Required action: Going down the listing below, print exactly each line from the one with "Target: monument plaque" up to and including the one with "point: eagle wing", and skip the rest.

======== Study material

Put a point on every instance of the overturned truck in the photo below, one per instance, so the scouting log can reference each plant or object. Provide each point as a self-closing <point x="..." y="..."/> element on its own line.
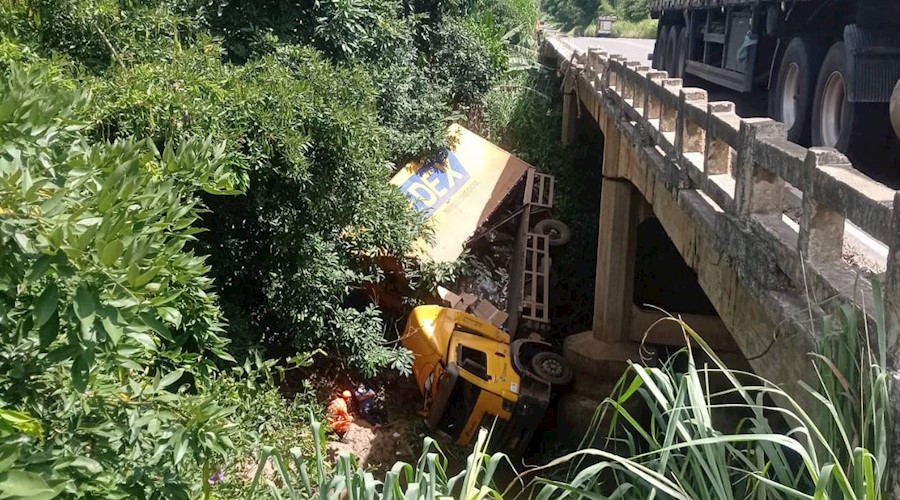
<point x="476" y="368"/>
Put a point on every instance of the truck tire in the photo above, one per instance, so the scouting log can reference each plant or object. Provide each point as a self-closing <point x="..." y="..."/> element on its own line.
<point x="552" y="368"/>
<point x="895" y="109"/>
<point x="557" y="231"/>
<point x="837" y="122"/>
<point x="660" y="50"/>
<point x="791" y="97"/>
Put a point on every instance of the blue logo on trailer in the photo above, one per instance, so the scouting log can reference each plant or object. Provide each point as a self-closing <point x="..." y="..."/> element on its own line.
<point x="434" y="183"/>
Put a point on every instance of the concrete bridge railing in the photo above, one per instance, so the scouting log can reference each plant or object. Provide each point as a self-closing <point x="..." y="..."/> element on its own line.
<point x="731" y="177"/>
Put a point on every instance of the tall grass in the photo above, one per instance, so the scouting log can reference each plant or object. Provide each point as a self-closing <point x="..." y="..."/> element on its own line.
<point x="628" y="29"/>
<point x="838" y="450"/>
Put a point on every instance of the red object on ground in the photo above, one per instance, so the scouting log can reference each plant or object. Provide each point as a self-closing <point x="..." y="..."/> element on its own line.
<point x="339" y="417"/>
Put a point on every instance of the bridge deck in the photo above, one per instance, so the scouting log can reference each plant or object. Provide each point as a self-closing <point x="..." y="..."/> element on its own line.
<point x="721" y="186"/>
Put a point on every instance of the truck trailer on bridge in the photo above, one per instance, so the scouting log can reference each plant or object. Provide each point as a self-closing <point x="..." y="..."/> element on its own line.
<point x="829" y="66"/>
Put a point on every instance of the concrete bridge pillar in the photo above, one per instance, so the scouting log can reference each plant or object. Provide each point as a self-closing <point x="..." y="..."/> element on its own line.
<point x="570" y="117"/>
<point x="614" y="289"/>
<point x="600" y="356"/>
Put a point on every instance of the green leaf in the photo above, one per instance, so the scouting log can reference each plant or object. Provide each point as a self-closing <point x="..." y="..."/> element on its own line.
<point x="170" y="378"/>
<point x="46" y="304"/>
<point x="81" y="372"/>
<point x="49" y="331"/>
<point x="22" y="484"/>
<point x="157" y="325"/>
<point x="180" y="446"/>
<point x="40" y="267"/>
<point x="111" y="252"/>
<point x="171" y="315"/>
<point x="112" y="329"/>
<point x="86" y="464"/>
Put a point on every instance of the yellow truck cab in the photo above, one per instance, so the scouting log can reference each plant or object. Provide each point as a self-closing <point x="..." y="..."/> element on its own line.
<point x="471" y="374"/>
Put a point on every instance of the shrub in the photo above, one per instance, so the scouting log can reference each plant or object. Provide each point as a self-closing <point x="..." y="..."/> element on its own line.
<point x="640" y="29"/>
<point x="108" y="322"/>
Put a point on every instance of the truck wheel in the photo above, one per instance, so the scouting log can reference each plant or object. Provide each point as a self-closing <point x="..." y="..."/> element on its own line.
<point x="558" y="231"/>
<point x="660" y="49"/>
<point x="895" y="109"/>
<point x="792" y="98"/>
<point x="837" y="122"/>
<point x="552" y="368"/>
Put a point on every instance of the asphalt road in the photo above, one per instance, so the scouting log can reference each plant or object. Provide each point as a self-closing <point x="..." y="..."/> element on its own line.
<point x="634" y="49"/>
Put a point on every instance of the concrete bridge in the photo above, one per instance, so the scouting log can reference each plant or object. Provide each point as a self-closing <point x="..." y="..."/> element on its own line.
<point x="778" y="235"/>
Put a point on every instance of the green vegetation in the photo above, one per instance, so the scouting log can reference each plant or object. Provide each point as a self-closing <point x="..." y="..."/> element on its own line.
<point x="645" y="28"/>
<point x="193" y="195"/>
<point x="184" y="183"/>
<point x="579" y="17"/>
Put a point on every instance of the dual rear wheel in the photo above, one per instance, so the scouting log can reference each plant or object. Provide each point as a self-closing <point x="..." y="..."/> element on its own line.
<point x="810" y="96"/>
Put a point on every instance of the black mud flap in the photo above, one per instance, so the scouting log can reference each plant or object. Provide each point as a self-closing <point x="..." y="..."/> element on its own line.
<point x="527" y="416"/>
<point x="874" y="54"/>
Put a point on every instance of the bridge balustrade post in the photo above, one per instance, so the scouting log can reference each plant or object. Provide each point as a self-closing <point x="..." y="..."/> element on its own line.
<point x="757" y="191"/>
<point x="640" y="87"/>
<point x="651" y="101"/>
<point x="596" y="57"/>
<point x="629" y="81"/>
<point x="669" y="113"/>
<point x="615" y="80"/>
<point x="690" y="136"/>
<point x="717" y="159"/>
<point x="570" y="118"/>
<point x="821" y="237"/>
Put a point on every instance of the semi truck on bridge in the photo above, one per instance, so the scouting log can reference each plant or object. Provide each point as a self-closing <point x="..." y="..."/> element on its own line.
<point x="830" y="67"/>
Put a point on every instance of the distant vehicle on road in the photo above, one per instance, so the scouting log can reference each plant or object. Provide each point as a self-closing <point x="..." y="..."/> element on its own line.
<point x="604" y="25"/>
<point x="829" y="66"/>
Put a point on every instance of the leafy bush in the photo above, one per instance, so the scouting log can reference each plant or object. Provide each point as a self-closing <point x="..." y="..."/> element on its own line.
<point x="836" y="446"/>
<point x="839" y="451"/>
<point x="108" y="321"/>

================
======== Study material

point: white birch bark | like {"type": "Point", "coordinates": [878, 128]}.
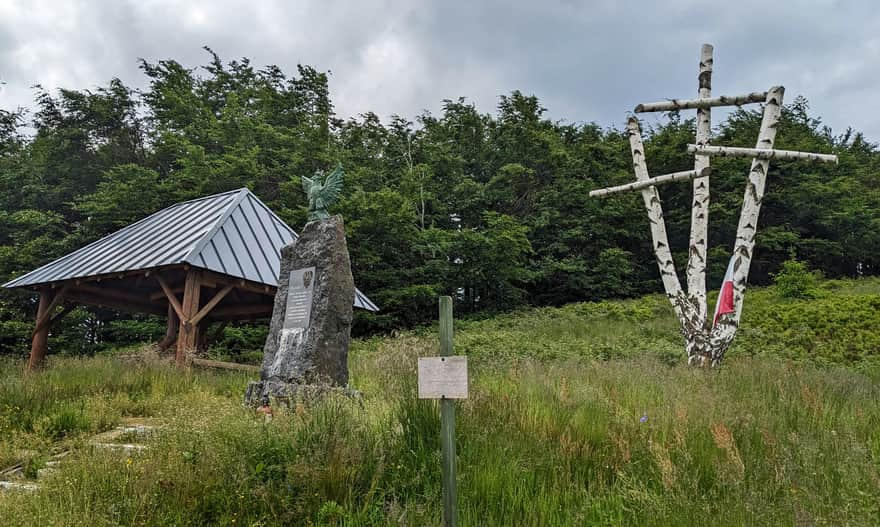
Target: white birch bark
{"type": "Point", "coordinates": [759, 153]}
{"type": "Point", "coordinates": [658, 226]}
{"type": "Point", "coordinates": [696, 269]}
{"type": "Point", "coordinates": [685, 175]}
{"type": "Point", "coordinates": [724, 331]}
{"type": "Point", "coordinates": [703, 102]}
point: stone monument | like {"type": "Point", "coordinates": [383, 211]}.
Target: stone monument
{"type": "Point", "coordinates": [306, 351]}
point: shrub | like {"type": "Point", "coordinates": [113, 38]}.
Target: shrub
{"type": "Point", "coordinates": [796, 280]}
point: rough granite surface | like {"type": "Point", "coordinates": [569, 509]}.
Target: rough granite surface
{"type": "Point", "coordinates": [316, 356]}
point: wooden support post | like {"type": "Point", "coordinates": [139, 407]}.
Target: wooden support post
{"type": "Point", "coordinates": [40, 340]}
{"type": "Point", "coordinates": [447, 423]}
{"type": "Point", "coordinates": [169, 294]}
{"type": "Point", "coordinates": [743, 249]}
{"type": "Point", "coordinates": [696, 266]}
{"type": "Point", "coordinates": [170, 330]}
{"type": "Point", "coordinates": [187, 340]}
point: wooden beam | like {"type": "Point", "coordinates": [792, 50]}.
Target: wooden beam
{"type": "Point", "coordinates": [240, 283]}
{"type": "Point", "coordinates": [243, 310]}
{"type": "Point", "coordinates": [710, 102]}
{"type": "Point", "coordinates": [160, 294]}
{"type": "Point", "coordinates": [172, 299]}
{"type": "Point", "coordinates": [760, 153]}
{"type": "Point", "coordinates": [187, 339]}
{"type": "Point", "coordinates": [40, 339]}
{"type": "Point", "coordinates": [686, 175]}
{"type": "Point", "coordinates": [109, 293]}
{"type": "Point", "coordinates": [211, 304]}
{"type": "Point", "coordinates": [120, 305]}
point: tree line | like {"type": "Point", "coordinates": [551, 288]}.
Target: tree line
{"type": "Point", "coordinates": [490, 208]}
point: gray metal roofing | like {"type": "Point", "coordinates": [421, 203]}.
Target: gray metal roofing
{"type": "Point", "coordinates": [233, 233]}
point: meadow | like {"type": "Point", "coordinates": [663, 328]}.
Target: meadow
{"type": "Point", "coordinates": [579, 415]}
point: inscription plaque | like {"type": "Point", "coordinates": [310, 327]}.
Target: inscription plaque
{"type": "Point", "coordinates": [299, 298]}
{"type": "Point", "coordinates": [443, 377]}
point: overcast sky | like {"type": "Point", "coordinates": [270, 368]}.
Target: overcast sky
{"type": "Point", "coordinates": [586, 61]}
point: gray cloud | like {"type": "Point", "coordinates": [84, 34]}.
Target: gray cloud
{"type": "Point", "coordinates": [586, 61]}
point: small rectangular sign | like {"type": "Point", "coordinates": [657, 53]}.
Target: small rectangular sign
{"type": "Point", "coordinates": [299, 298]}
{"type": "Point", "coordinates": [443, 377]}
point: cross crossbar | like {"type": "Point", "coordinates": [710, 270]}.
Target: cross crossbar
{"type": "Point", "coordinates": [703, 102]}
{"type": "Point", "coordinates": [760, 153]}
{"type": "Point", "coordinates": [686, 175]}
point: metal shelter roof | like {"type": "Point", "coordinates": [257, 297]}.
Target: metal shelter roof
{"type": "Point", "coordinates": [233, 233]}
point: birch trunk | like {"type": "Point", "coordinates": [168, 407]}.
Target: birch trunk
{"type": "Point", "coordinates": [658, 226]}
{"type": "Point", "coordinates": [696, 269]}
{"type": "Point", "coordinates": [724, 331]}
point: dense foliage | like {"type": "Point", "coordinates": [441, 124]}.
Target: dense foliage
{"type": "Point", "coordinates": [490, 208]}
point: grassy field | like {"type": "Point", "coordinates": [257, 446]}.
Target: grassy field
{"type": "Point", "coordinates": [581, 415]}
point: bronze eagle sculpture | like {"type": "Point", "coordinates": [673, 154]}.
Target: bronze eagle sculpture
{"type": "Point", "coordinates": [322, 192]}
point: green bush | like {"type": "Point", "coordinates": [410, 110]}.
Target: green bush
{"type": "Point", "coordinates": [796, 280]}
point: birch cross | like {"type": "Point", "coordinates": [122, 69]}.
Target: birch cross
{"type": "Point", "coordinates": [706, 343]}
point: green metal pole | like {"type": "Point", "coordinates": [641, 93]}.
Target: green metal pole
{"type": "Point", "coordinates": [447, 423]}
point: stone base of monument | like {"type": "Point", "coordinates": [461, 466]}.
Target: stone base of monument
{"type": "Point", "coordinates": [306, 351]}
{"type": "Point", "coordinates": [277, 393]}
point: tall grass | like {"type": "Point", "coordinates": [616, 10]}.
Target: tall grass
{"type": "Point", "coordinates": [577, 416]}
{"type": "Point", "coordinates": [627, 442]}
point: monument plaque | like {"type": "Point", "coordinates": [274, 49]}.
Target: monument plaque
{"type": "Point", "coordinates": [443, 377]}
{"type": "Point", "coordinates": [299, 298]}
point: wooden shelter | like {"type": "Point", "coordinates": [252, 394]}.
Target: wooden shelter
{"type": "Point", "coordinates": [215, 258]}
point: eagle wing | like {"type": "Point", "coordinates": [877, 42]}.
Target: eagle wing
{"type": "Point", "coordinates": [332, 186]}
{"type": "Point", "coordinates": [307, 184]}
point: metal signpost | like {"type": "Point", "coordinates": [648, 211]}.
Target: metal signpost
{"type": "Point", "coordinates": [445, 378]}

================

Reply to the task:
Target: monument plaque
{"type": "Point", "coordinates": [443, 377]}
{"type": "Point", "coordinates": [299, 298]}
point: wooden shelter | like {"type": "Point", "coordinates": [252, 394]}.
Target: wooden shelter
{"type": "Point", "coordinates": [215, 258]}
point: eagle wing | like {"type": "Point", "coordinates": [877, 42]}.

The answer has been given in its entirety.